→ Tareas del ejercicio:
• a. Responde brevemente, según el fragmento sobre las atribuciones funcionales, estas preguntas:
(i) ¿Qué dos ejemplos de función se mencionan fuera de los procesos orgánicos y los artefactos?
(ii) ¿De qué año es la obra de Margarita Ponce que se cita?
(iii) ¿Qué habrá siempre donde haya explicaciones causales?
• b. Transcribe el pasaje del fragmento sobre las atribuciones funcionales que empieza en "Yo, sin embargo, preferiría" y termina en "y atribuciones causales.".

Como es obvio, este modo de entender las atribuciones funcionales supone que éstas pueden hacerse en relación con cualquier proceso causal y no sólo a procesos orgánicos o artefactos construidos por agentes intencionales; esto ha motivado la objeción de que este concepto de función es demasiado tolerante (cfr., Kitcher, 1998: 494; Amundson y Lauder, 1998: 346; Walsh, 2008: 353; Perlman, 2010: 61). Asumiéndola, en efecto, se puede hablar, como de hecho muchas veces se hace, de la función de las nubes en el ciclo del agua o de la función del movimiento de las placas geológicas en el sistema tectónico. Pero esto, para los defensores de la noción de función como papel causal, no es una dificultad: ello muestra que este modo de entender dicha noción contempla todos los variados contextos en los que podemos realizar, y de hecho realizamos, imputaciones funcionales (cfr., Davies, 2001: 85). Las imputaciones funcionales, las imputaciones de papeles causales, son ubicuas porque el mundo es una red de procesos causales que pueden ser funcionalmente analizados.

A este respecto, la actitud aparentemente radical de Margarita Ponce me parece la más correcta y coherente. Según ella, en un análisis funcional la entidad funcional:

[...] es, simplemente, el fenómeno o el hecho que comprendemos en virtud de sus consecuencias en cada caso de explicación; y la función es el efecto de la cosa funcional que contribuye a la consecución del estado de cosas o del fenómeno por cuyas causas inquirimos en ese mismo proceso explicativo. (Ponce, 1987: 106)

Yo, sin embargo, preferiría expresar esa idea diciendo que en un análisis funcional la entidad funcional no es otra cosa que el fenómeno o elemento cuya contribución o intervención en la ocurrencia de un proceso particular se quiere entender o destacar; y la función es la contribución o intervención de dicha entidad en el mencionado proceso. Donde haya explicaciones causales, se puede decir, habrá siempre análisis y atribuciones funcionales posibles; porque esos análisis y esas imputaciones, como de algún modo también lo dice Ponce (1987: 103), no son más que el reverso de esas explicaciones y atribuciones causales.

Datos de señalamiento de regiones:
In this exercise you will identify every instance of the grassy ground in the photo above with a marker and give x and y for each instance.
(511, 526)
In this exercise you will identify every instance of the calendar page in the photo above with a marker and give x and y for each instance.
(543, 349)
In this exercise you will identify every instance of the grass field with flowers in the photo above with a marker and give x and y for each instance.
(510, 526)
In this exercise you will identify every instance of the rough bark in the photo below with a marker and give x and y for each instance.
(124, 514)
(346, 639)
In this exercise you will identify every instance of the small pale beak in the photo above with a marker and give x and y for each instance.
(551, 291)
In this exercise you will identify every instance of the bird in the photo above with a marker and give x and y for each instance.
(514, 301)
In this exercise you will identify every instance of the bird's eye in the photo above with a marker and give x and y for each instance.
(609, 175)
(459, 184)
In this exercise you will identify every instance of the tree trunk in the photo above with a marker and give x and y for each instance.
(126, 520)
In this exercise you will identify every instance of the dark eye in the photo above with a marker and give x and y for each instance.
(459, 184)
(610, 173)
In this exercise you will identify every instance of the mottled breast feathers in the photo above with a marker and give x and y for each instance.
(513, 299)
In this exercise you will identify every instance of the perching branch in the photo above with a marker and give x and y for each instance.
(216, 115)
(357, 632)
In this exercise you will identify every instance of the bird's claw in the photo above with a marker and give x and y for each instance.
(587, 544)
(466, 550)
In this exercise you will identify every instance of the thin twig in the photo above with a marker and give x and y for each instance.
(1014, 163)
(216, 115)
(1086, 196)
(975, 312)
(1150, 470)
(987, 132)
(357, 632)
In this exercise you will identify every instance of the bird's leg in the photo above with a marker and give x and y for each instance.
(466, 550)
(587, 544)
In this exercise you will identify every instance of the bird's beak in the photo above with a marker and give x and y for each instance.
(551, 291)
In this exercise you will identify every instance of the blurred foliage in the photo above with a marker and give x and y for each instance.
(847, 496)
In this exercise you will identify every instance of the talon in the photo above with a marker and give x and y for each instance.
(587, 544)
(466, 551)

→ Respuestas en orden:
• a.
(i) La función de las nubes en el ciclo del agua y la función del movimiento de las placas geológicas en el sistema tectónico.
(ii) De 1987.
(iii) Análisis y atribuciones funcionales posibles.

• b.
Yo, sin embargo, preferiría expresar esa idea diciendo que en un análisis funcional la entidad funcional no es otra cosa que el fenómeno o elemento cuya contribución o intervención en la ocurrencia de un proceso particular se quiere entender o destacar; y la función es la contribución o intervención de dicha entidad en el mencionado proceso. Donde haya explicaciones causales, se puede decir, habrá siempre análisis y atribuciones funcionales posibles; porque esos análisis y esas imputaciones, como de algún modo también lo dice Ponce (1987: 103), no son más que el reverso de esas explicaciones y atribuciones causales.